─── PAGE EXCERPT ───

Re: ALTER TABLE ADD COLUMN fast default

From: David Rowley <david(dot)rowley(at)2ndquadrant(dot)com>
To: Andrew Dunstan <andrew(dot)dunstan(at)2ndquadrant(dot)com>
Cc: Thomas Munro <thomas(dot)munro(at)enterprisedb(dot)com>, Tom Lane <tgl(at)sss(dot)pgh(dot)pa(dot)us>, PostgreSQL-development <pgsql-hackers(at)postgresql(dot)org>
Subject: Re: ALTER TABLE ADD COLUMN fast default
Date: 2018-02-19 02:48:27
Message-ID: CAKJS1f84LdLAcYQ66aoRjM-q_3Wxr=JfXV1BJWyRTf_Bg5=7WA@mail.gmail.com
Views: Raw Message | Whole Thread | Download mbox | Resend email
Thread:
Lists: pgsql-hackers

On 19 February 2018 at 13:48, Andrew Dunstan
<andrew(dot)dunstan(at)2ndquadrant(dot)com> wrote:
> On Sun, Feb 18, 2018 at 2:52 PM, David Rowley
> <david(dot)rowley(at)2ndquadrant(dot)com> wrote:
>> I'll try to spend some time reviewing the code in detail soon.
>>
>
> Thanks. I'll fix the typos in the next version of the patch, hopefully
> after your review.

Here's a more complete review... I reserve the right to be wrong about
a few things and be nitpicky on a few more...

3. All doc changes are indented 1 space too much. Many lines have also
been broken needlessly before 80 chars

4. Surplus "it" at end of line.

+ * Return the missing value of an attribute, or NULL if it
+ * there is no missing value.

5. "sttributes" -> "attributes"

+ /* initialize all the missing sttributes to null */

6. Surplus space before >=

+ if (missattn >= startAttNum && !attrmiss[i].ammissingNull)

7. Why bother with the else here?

+ if (slot->tts_tupleDescriptor->constr)
+ {
+ missingnum = slot->tts_tupleDescriptor->constr->num_missing -1;
+ attrmiss = slot->tts_tupleDescriptor->constr->missing;
+ }
+ else
+ {
+ missingnum = -1;
+ attrmiss = NULL;
+ }

You may as well just do:

+ if (!slot->tts_tupleDescriptor->constr)
+ return;

+ missingnum = slot->tts_tupleDescriptor->constr->num_missing -1;
+ attrmiss = slot->tts_tupleDescriptor->constr->missing;

8. -1; should be - 1;

+ missingnum = slot->tts_tupleDescriptor->constr->num_missing -1;

9. Surplus braces can be removed:

+ if (attno < attnum)

─── SUPPLIED MATERIAL ───

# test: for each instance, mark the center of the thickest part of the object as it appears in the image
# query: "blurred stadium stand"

───

■ **DIRECTIONS**
- 1) Reproduce the part of the PostgreSQL patch review email starting with "On 19 February" and going on through "in detail soon.".
- 2) Continue the PostgreSQL patch review email from the point where it stops.
The data has no part in any of this.

■ **EXPECTED ANSWERS**
- 1)
On 19 February 2018 at 13:48, Andrew Dunstan
<andrew(dot)dunstan(at)2ndquadrant(dot)com> wrote:
> On Sun, Feb 18, 2018 at 2:52 PM, David Rowley
> <david(dot)rowley(at)2ndquadrant(dot)com> wrote:
>> I'll try to spend some time reviewing the code in detail soon.

- 2)
{
- slot->tts_values[attno] = (Datum) 0;
- slot->tts_isnull[attno] = true;
+ slot_getmissingattrs(slot, attno);
}

10. You've made a behavioral change in the following code:

- for (; attno < attnum; attno++)
+ if (attno < attnum)
{
- slot->tts_values[attno] = (Datum) 0;
- slot->tts_isnull[attno] = true;
+ slot_getmissingattrs(slot, attno);
}

Previously this just used to initialise up to attnum, but
slot_getmissingattrs does not know about attnum and always seems to
fill the entire slot with all atts in the TupleDesc
This may cause some performance regression when in cases where only
part of the tuple needs to be deformed. I think Tomas' benchmarks used
the final column in the table, so likely wouldn't have notice this,
although it may have if he'd aggregated one of the middle columns.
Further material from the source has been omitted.